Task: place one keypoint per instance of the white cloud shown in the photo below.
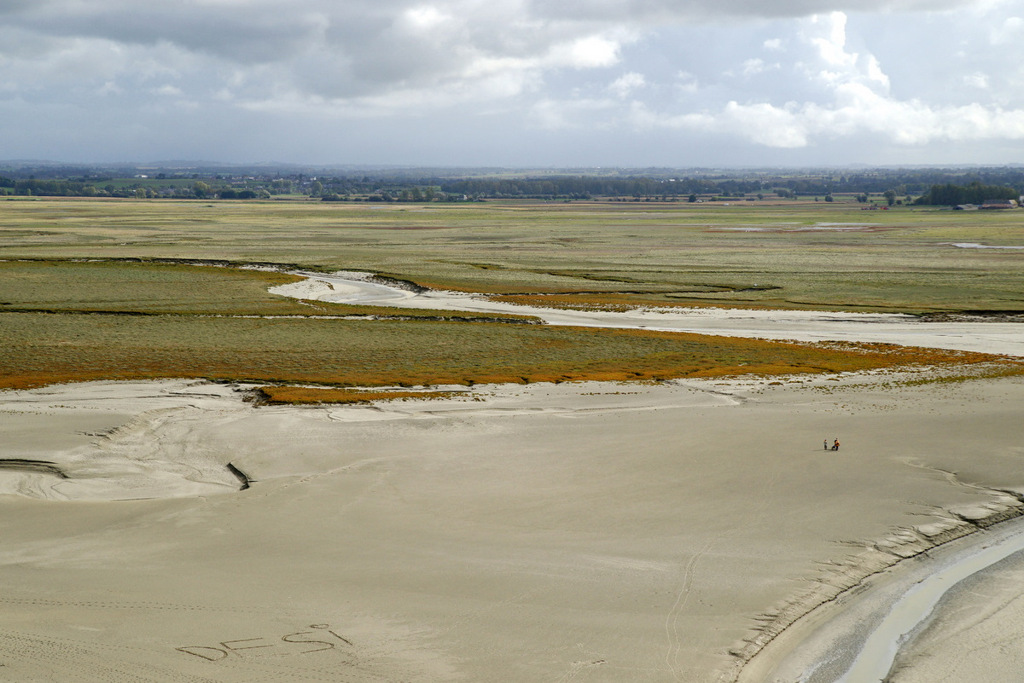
(623, 86)
(791, 75)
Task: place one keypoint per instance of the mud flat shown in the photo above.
(591, 531)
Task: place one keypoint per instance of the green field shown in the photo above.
(798, 255)
(98, 290)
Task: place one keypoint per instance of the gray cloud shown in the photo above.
(557, 78)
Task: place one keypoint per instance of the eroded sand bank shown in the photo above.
(592, 531)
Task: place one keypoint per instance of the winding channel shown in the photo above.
(807, 326)
(910, 609)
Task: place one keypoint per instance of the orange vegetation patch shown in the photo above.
(295, 395)
(42, 348)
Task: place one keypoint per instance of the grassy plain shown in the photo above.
(83, 296)
(798, 255)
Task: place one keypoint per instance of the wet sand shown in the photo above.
(591, 531)
(545, 532)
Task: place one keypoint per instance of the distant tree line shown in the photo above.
(975, 193)
(932, 185)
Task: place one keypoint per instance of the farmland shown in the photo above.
(113, 289)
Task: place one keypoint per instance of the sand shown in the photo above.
(587, 531)
(591, 531)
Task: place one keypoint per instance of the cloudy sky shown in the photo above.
(536, 83)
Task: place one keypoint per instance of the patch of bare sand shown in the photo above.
(592, 531)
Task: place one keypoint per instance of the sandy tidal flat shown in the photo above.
(591, 531)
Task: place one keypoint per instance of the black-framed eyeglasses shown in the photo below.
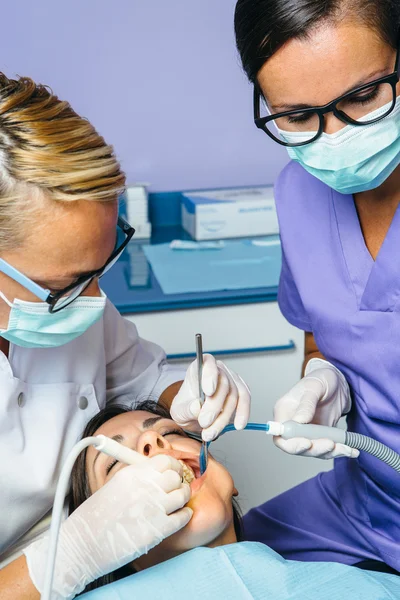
(59, 300)
(305, 125)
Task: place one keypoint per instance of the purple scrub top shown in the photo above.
(331, 286)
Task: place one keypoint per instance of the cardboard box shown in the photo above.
(232, 213)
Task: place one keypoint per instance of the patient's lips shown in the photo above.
(188, 474)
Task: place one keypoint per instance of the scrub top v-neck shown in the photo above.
(331, 286)
(376, 283)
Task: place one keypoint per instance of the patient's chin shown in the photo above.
(208, 524)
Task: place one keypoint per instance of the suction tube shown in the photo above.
(291, 429)
(103, 444)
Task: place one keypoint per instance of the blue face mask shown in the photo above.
(31, 325)
(354, 159)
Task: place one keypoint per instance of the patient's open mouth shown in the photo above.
(191, 470)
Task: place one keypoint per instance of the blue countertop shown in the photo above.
(133, 288)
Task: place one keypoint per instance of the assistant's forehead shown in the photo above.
(317, 68)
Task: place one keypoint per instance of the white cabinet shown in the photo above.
(258, 343)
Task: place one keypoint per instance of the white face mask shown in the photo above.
(355, 158)
(32, 325)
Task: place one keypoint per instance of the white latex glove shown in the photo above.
(322, 397)
(132, 513)
(227, 399)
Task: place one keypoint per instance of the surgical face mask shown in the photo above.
(355, 158)
(31, 325)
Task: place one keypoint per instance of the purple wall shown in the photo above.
(160, 79)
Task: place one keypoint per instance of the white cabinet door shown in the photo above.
(260, 470)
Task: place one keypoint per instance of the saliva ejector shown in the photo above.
(103, 444)
(292, 429)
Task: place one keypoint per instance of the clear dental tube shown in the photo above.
(291, 429)
(104, 444)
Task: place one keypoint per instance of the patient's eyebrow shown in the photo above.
(117, 438)
(147, 423)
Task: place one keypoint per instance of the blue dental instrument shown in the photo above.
(291, 429)
(199, 357)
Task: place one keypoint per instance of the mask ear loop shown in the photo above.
(2, 296)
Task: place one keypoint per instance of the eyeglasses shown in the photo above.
(59, 300)
(299, 127)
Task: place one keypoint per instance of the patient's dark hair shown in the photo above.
(80, 490)
(264, 26)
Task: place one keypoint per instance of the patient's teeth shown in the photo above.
(188, 474)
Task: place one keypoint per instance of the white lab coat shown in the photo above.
(48, 396)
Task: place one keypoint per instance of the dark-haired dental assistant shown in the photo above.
(326, 86)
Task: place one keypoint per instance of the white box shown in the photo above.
(231, 213)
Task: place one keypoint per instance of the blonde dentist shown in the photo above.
(65, 351)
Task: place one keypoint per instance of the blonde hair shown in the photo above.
(46, 149)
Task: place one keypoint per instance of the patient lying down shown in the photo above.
(249, 570)
(149, 430)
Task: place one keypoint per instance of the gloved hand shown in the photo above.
(227, 398)
(321, 397)
(132, 513)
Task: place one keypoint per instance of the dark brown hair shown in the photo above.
(264, 26)
(80, 490)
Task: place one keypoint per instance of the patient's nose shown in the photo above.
(152, 443)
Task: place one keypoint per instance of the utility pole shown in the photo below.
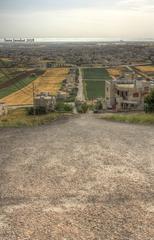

◆ ◆ ◆ ◆ ◆ ◆ ◆

> **Work instructions**
Count how many lines in the items above contain the word "face". Reply with that number only.

> **The result**
3